Records from a data collection:
^^^^^^^^^^^^^^^^

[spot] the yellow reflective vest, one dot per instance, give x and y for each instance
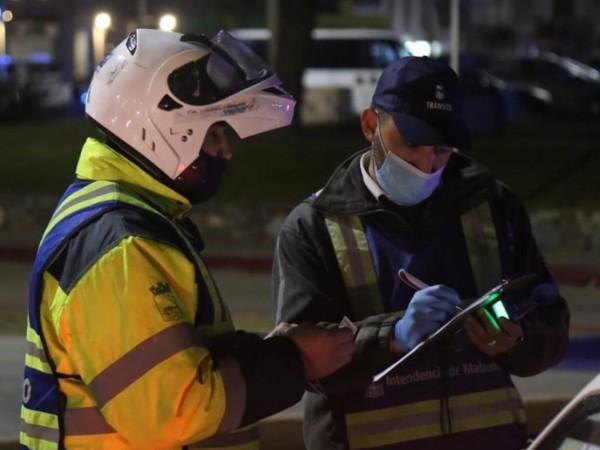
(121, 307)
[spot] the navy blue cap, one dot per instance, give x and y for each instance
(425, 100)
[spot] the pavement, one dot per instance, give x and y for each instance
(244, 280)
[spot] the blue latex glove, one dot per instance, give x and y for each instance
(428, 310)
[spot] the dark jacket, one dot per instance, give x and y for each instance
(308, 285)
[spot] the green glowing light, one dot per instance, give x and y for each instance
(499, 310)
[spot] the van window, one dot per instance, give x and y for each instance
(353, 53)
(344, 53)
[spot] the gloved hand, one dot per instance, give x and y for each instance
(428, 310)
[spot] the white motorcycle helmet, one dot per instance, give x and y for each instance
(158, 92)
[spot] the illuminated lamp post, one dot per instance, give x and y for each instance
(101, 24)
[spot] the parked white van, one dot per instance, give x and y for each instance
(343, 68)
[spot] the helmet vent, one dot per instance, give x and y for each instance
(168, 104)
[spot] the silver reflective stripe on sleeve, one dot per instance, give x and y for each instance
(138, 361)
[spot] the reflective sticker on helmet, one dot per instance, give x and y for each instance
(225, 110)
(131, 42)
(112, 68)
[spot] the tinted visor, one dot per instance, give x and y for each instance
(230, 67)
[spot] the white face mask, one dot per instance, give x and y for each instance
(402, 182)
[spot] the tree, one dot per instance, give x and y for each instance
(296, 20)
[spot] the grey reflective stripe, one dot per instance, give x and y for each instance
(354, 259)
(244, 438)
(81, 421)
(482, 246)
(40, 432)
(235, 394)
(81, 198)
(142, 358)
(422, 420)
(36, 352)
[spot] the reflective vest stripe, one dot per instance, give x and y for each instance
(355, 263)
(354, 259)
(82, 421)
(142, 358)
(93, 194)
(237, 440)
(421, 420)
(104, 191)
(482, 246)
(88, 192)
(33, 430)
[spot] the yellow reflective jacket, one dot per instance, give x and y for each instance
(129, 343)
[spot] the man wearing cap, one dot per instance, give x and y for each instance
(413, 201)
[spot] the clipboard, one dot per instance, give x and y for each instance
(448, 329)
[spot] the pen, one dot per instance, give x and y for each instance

^^^^^^^^^^^^^^^^

§ **Given task**:
Omit the images and transcribe all of the records above word for word.

§ **Output for this task**:
[spot] the yellow reflective vest, one dot per instance, give x and y for each instance
(121, 307)
[spot] the navy blue cap, one dot per instance, give x and y for each instance
(425, 100)
[spot] the pavement, one dot per instance, give x and y for each instance
(244, 280)
[spot] the blue latex glove, one dot per instance, give x and y for each instance
(428, 310)
[spot] the dark jacket, one dot per instance, give x and y for each instance
(308, 285)
[spot] the green glowing light, one dot per instance, give x and y for each instance
(499, 310)
[spot] the van window, one dot per instance, give x and y for each instance
(353, 53)
(344, 53)
[spot] the gloved hand, one dot per instance, give x and y for each instance
(428, 310)
[spot] the white motorcycle helmet, one dot per instance, give x and y for each instance
(158, 92)
[spot] the illuminated lamp post, one dot per instance, give x and y for each instance
(101, 24)
[spot] the parked white van, one dot per instance, give x and y for each instance
(343, 68)
[spot] the helmet vent, one dot per instance, give x and y for each instance
(168, 104)
[spot] the silver reflective stripe on sleeve, one dot per instance, give x and y for each instance
(138, 361)
[spot] the reflective sticker on helmet, one dot per instance, give x and y for each instance
(225, 110)
(131, 42)
(112, 68)
[spot] the tinted visor, one dot per instance, give x and y for each instance
(230, 67)
[spot] the white face mask, one dot per instance, give x and y for each instance
(402, 182)
[spot] the tree, one dot per instance, give x and y for each instance
(296, 20)
[spot] the grey reflective stripe, one dot per instance, give x and y for each instance
(354, 259)
(244, 438)
(81, 421)
(482, 246)
(40, 432)
(235, 394)
(81, 198)
(142, 358)
(422, 420)
(36, 352)
[spot] the reflective vest stripe, one dot per instance, give x and y for each instance
(355, 263)
(354, 259)
(82, 421)
(142, 358)
(93, 194)
(237, 440)
(421, 420)
(104, 191)
(482, 246)
(88, 192)
(33, 430)
[spot] the yellow reflective jacket, one dot per instance, give x and y for each instance
(129, 343)
[spot] the man wearing cap, one dot per instance, give x and y for each instance
(413, 201)
[spot] the clipboard, one dot per instance, give x and y for each instance
(448, 329)
[spot] the pen, one dot per instance, give x and y for each instance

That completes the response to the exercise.